Take each line in the entries below that holds "military" and show it.

==================================================

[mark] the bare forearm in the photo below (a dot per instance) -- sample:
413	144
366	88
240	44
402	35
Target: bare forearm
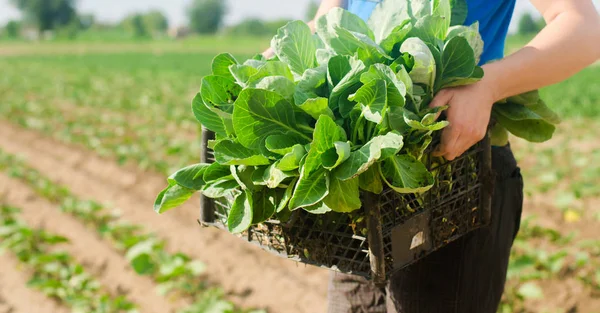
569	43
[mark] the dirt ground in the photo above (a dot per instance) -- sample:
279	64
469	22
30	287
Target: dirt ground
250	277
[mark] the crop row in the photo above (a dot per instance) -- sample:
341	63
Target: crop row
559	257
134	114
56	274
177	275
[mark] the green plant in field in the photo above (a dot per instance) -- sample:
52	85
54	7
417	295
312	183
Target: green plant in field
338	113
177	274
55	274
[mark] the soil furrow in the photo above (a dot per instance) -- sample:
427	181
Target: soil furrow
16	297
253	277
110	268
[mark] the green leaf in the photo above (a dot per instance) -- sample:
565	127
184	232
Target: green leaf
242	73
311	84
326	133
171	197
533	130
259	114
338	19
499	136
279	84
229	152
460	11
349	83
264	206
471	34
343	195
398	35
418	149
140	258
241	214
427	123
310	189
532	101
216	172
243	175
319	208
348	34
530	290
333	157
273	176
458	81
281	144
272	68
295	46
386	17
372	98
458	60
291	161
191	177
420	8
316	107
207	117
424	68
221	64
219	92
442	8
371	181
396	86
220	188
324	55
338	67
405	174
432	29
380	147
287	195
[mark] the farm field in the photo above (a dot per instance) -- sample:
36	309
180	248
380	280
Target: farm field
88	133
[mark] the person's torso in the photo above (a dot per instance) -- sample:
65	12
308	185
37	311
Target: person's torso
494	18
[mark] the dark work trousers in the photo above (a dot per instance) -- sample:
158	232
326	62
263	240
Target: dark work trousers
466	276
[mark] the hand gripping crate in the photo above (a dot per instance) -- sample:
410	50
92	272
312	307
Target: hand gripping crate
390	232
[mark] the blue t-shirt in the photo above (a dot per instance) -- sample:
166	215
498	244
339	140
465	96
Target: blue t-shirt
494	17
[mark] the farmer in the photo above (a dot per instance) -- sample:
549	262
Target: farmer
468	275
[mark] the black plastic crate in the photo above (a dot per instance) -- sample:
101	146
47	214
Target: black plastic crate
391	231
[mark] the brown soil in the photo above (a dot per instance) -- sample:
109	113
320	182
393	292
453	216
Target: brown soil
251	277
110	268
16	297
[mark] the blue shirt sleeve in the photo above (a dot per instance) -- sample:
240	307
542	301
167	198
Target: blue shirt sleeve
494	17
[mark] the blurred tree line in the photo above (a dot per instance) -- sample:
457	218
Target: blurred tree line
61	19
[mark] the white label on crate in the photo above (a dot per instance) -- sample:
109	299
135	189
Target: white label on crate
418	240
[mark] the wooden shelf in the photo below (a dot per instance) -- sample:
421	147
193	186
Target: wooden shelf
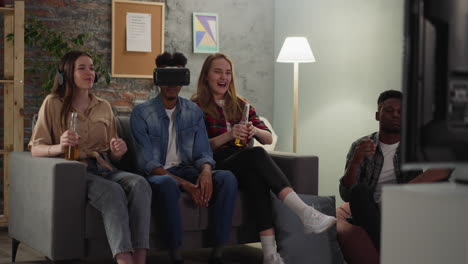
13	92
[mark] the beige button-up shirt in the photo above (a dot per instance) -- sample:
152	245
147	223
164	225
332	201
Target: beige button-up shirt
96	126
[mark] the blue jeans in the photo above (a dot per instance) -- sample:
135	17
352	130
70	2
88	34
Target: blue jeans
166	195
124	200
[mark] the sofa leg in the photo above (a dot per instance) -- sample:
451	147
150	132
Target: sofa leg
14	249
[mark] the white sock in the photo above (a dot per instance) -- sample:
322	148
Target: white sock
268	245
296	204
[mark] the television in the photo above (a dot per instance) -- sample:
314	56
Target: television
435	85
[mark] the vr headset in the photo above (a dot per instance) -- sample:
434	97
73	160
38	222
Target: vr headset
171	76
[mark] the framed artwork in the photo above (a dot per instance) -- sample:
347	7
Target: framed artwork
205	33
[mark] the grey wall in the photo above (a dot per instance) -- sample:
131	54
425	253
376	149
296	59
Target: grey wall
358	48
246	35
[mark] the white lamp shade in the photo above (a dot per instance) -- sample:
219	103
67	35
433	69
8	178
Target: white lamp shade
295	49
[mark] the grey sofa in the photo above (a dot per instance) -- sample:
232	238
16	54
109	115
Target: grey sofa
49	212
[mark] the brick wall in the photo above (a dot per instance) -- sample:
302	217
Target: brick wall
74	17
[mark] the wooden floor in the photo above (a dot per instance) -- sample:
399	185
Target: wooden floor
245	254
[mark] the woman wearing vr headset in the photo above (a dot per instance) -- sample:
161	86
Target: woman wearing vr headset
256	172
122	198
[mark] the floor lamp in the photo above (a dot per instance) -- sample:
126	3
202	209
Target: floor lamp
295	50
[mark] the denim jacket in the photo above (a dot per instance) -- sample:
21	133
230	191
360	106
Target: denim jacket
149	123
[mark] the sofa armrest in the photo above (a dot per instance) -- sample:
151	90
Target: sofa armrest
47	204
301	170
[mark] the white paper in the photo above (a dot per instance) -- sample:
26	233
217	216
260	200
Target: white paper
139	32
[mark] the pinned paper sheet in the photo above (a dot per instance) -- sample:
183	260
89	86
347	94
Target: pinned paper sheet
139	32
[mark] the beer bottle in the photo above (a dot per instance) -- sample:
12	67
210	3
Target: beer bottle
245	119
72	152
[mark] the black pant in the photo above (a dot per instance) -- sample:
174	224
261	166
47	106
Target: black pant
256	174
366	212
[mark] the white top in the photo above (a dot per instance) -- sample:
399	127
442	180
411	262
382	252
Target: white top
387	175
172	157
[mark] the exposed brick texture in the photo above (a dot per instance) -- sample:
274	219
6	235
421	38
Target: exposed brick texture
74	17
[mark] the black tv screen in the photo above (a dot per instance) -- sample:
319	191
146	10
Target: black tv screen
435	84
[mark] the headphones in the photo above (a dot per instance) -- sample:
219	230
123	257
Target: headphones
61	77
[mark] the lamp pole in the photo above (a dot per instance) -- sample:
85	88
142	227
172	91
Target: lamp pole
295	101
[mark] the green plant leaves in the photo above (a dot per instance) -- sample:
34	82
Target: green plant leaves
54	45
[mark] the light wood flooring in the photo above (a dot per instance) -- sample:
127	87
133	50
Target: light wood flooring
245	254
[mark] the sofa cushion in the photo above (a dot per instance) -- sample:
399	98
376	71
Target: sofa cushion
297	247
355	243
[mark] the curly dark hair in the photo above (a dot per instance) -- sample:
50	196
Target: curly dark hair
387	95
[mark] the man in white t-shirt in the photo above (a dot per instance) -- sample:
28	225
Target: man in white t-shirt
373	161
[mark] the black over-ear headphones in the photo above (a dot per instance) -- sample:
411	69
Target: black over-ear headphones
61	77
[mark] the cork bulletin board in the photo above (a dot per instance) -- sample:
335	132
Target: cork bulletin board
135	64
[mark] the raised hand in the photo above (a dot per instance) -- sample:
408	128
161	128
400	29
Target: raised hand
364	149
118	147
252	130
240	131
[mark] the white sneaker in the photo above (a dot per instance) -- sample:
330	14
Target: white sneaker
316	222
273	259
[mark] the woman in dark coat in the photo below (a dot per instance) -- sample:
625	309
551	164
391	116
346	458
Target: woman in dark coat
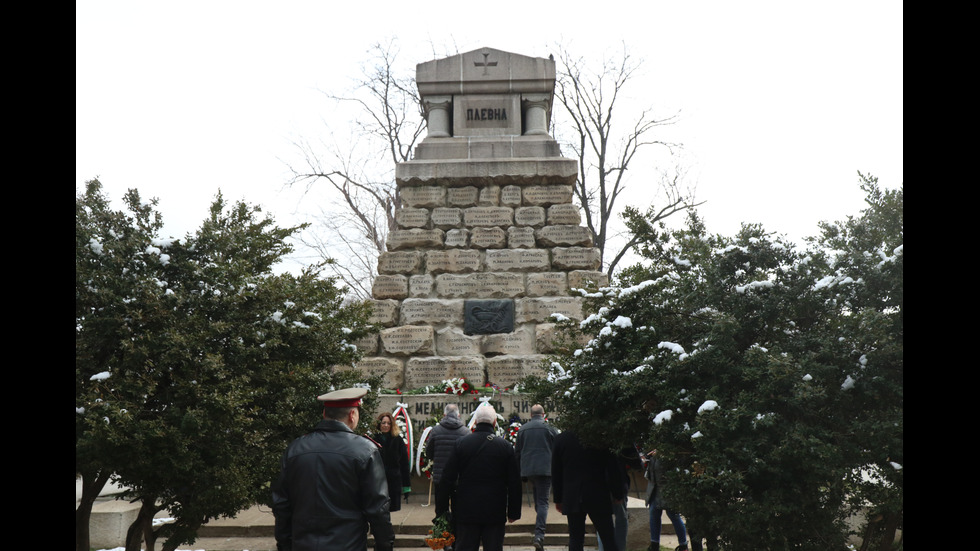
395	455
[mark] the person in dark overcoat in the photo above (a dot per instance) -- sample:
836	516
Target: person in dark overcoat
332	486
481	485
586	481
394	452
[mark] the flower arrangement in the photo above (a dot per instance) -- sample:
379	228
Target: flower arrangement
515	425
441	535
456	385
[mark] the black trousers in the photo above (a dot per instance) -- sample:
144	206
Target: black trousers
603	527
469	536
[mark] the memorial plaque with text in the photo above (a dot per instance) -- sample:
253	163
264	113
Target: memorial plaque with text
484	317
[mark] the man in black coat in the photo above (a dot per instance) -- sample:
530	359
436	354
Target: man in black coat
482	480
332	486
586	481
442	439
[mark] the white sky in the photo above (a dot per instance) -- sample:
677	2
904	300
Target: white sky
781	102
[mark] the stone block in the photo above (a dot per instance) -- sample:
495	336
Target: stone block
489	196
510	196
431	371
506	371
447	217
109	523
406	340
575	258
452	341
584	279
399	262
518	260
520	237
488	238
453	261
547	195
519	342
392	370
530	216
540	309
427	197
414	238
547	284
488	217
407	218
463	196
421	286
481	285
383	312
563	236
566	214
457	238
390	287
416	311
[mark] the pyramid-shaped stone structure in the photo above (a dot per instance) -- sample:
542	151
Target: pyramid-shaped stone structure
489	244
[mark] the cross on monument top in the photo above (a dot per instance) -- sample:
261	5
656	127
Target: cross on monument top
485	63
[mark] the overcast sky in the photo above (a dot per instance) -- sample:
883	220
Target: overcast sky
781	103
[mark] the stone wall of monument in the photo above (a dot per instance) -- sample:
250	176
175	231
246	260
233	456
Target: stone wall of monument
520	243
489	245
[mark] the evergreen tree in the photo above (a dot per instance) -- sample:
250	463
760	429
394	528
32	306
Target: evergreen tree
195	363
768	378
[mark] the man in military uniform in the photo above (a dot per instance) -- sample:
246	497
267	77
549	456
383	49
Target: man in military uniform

==================================================

**EXERCISE RESPONSE:**
[mark] the man in military uniform in the photo above (a dot per instance) -- sample:
Target: man in military uniform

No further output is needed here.